### Task requirements
Pick up the economics passage on tax parameters, equivalent variation, and government revenue, and continue it from its last sentence.

### Document passage
↓↓↓
Note that the choice variables \(x_i\) and \(l_i\) are functions of prices \(p\), wages \(w_i\), and the tax parameters \(\alpha\) and \(\beta\). Realized utility, as before is given by

$$v_i = u_i(x_i, l_i).$$

By exactly the same arguments as in CHAPTER 9, we get that the envelope theorem in this setting implies that the equivalent variation of marginally increasing \(\alpha\), and of marginally increasing \(\beta\), is given by

$$ \begin{align*} EV_\alpha &= -1\\ EV_\beta &= - w_i \cdot l_i. \end{align*} $$

As an exercise, try to prove this, going step by step through the arguments of CHAPTER 9.

What about government revenues? Effects on these are given by the sum of a mechanical and a behavioral component,

$$ \begin{align*} \partial_\alpha g &= N + \beta \cdot \sum_i w_i \cdot \partial_\alpha l_i \\ \partial_\beta g &= \sum_i w_i \cdot l_i + \beta \cdot \sum_i w_i \cdot \partial_\beta l_i, \end{align*} $$

where \(N\) is the number of people in the population. To simplify exposition, we shall assume that there are no effects of changing \(\alpha\) on labor supply, so that \(\partial_\alpha l_i =0\) and thus \(\partial_\alpha g = N\).
↑↑↑
### Stored rows
↓↓↓
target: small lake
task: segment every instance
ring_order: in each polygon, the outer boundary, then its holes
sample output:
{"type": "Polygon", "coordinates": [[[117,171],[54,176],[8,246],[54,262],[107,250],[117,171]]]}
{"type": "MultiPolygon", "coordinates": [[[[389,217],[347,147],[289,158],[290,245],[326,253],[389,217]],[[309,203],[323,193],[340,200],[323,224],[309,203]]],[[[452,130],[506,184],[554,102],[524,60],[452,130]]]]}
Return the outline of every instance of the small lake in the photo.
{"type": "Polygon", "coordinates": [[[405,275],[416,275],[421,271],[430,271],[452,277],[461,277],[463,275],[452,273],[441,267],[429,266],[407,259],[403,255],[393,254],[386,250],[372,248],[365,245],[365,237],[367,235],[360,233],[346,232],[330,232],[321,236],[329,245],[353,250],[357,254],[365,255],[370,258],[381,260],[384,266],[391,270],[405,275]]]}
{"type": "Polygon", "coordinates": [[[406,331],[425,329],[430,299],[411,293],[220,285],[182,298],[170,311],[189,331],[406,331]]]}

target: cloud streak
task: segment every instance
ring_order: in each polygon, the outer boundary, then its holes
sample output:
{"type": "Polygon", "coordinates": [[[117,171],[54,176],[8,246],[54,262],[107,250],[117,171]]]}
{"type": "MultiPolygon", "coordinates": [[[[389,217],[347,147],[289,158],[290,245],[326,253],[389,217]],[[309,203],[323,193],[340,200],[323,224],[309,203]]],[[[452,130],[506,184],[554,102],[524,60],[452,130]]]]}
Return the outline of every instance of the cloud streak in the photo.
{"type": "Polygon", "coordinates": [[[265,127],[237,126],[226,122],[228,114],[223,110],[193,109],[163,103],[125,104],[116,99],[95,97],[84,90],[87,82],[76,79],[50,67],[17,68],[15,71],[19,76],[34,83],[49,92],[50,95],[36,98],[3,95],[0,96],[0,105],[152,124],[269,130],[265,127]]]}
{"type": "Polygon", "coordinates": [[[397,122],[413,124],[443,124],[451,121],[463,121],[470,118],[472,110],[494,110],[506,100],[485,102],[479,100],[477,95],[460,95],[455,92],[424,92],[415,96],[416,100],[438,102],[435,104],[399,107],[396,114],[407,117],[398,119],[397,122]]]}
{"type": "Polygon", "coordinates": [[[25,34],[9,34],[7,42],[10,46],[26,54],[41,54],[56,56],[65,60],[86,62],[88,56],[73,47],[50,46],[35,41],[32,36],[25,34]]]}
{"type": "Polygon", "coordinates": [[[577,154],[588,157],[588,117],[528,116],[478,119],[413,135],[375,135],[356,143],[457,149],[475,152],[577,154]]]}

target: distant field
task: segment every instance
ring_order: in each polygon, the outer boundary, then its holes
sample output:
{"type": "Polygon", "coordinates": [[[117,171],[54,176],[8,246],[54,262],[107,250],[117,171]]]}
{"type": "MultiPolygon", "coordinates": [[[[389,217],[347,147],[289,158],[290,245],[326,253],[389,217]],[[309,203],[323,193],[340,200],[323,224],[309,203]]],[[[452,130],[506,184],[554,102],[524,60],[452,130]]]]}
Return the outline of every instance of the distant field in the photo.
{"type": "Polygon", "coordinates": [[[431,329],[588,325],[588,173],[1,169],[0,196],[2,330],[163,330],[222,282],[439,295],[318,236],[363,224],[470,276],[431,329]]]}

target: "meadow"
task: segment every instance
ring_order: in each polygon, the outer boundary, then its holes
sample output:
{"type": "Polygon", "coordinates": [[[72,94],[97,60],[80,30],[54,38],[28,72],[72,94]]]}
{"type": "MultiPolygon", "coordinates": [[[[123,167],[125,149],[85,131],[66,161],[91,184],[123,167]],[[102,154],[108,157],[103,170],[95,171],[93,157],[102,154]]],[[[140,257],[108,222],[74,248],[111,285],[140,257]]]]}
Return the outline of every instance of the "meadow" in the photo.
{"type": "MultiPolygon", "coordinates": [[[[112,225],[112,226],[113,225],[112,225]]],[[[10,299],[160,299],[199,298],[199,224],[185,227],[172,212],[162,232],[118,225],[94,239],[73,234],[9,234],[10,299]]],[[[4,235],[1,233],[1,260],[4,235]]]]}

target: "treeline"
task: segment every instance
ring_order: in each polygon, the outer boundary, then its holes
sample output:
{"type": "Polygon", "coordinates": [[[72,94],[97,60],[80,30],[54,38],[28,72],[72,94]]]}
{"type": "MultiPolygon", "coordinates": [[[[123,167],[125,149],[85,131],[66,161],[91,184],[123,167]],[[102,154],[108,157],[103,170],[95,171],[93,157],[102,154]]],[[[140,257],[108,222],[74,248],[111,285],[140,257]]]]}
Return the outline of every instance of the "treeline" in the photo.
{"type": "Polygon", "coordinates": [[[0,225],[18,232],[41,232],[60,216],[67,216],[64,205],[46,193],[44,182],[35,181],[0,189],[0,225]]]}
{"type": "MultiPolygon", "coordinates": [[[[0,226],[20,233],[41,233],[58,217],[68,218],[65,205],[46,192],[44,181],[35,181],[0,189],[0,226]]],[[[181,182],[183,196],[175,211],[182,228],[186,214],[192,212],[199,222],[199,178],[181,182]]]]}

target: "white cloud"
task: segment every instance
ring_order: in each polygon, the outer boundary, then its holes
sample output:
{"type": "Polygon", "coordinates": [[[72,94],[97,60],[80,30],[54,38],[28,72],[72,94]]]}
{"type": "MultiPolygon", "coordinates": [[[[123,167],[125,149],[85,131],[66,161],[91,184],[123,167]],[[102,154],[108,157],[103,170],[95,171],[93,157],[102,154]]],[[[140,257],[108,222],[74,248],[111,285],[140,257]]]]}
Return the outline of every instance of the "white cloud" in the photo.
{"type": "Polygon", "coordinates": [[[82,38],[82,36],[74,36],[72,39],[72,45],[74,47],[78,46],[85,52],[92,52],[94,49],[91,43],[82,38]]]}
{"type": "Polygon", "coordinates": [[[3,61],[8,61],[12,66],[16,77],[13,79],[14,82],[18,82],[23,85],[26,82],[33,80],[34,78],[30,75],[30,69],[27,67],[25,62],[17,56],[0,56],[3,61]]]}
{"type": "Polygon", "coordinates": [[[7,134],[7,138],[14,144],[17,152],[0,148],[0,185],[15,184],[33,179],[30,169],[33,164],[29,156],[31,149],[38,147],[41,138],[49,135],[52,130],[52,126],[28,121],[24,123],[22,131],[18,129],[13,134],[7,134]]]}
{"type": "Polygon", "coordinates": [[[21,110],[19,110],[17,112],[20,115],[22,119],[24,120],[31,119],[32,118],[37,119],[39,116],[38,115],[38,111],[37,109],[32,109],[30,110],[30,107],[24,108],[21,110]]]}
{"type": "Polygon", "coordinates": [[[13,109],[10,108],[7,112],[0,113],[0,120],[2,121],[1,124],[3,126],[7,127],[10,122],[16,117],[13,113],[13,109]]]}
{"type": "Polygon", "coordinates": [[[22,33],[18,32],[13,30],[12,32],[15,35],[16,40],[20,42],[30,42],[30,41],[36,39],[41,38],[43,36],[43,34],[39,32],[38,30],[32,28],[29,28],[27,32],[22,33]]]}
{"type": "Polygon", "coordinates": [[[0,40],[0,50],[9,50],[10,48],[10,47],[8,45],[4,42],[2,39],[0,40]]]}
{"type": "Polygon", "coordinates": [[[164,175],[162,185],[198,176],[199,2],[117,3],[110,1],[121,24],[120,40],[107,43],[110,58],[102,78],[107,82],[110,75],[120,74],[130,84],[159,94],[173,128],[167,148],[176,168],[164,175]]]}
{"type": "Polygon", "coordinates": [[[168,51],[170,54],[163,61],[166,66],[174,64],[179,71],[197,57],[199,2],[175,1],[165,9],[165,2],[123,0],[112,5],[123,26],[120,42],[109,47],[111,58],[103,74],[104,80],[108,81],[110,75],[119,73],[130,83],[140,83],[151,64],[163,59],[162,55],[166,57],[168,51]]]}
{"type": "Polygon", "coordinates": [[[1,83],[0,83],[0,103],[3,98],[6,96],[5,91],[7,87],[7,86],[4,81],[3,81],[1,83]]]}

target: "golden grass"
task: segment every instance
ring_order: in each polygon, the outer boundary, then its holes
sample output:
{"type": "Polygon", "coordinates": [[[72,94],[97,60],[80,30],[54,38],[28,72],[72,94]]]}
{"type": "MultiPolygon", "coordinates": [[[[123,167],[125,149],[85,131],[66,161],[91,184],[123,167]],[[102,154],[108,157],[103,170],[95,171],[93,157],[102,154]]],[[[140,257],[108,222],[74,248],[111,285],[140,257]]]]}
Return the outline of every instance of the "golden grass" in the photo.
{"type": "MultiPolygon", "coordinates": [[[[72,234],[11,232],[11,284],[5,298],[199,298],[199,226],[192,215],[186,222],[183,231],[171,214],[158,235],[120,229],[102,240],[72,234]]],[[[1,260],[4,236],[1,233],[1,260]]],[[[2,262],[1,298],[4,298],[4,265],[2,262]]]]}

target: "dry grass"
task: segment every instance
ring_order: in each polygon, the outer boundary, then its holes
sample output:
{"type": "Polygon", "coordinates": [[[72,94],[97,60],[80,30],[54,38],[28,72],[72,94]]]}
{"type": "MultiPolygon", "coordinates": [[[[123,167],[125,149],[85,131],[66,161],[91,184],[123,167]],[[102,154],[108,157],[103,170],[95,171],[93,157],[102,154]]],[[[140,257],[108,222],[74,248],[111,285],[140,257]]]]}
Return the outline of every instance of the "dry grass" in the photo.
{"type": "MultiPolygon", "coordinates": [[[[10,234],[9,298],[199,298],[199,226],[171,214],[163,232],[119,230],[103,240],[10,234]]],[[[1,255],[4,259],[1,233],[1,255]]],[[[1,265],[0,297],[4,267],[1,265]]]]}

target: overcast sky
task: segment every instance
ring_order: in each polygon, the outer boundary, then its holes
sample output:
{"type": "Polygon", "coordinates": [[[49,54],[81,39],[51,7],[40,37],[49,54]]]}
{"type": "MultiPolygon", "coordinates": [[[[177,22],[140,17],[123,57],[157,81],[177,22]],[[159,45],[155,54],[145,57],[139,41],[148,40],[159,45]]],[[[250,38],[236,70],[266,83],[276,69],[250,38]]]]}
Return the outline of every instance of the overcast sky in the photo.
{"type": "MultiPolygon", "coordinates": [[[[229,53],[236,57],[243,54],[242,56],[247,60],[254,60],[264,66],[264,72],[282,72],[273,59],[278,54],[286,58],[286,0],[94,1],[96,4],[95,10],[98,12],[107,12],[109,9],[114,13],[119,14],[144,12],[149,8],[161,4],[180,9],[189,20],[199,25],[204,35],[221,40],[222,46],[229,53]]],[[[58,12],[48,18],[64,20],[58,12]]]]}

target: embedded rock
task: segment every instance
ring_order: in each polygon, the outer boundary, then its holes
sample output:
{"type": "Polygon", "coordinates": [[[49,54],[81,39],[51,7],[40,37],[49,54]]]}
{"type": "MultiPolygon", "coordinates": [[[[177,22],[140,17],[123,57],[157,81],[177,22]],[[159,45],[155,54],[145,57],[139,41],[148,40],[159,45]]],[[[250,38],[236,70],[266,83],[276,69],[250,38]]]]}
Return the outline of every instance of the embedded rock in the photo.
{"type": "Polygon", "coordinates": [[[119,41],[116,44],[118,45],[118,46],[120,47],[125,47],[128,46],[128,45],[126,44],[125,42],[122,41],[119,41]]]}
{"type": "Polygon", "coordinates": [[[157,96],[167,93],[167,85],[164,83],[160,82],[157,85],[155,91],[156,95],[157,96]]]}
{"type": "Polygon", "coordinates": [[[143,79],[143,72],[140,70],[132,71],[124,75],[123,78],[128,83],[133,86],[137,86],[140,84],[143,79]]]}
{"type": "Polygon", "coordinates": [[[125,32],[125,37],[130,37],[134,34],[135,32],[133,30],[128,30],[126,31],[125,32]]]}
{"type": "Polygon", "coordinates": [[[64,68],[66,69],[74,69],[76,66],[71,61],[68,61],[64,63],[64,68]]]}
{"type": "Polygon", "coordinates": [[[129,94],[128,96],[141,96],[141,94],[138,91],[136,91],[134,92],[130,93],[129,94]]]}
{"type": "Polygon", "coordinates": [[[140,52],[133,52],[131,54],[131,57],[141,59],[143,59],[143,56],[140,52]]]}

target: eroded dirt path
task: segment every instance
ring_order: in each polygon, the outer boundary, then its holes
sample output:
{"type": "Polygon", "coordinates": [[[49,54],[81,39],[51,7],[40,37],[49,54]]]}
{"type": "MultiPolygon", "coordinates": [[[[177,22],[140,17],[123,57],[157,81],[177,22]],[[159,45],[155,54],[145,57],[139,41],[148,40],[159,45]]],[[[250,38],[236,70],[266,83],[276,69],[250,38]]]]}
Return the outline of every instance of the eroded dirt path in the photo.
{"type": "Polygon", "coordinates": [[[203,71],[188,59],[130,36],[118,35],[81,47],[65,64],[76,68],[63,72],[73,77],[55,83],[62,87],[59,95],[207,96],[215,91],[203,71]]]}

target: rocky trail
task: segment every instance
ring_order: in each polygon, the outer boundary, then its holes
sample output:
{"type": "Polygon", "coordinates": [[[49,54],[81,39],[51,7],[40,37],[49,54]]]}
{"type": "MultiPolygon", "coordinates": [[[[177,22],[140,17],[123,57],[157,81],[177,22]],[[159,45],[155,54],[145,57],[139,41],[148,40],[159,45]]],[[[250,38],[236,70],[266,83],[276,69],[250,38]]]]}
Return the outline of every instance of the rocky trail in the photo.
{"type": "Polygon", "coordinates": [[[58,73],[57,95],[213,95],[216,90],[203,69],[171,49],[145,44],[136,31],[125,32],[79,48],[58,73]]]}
↑↑↑
### Exercise result
Now we have all terms that we need to calculate the marginal effect on social welfare of changing \(\alpha\) and \(\beta\):

$$ \begin{align*} \partial_\alpha SWF &= \sum_i (\lambda - \omega_i)\\ \partial_\beta SWF &= \sum_i (\lambda - \omega_i)\cdot w_i \cdot l_i + \lambda \cdot \beta \cdot \sum_i w_i \cdot \partial_\beta l_i. \end{align*} $$

These expressions are obtained by simply adding up everyone's equivalent variation, weighted by \(\omega_i\), and the impact on government revenues, weighted by \(\lambda\).

At the optimal linear income tax, both of these expressions have to equal zero. This implies

$$ \begin{align*} \lambda &= E[ \omega_i]\\ \lambda \cdot \beta \cdot E[ w \cdot \partial_\beta l] &= \text{Cov}(\omega, w\cdot l), \end{align*} $$

where \(E\) denotes the average across individuals, and \(\text{Cov}\) the covariance across individuals.

The first equation says that the value of an additional dollar for the government is the same as the average value of an additional dollar across the population. The second equation can be rewritten as

$$ \beta = \frac{\text{Cov}(\omega / \lambda, w\cdot l)}{ E[ w \cdot \partial_\beta l]}. $$

This equation says that the marginal tax rate \(\beta\), that is the degree of redistribution,

  1. is decreasing in the covariance of welfare weights and earnings.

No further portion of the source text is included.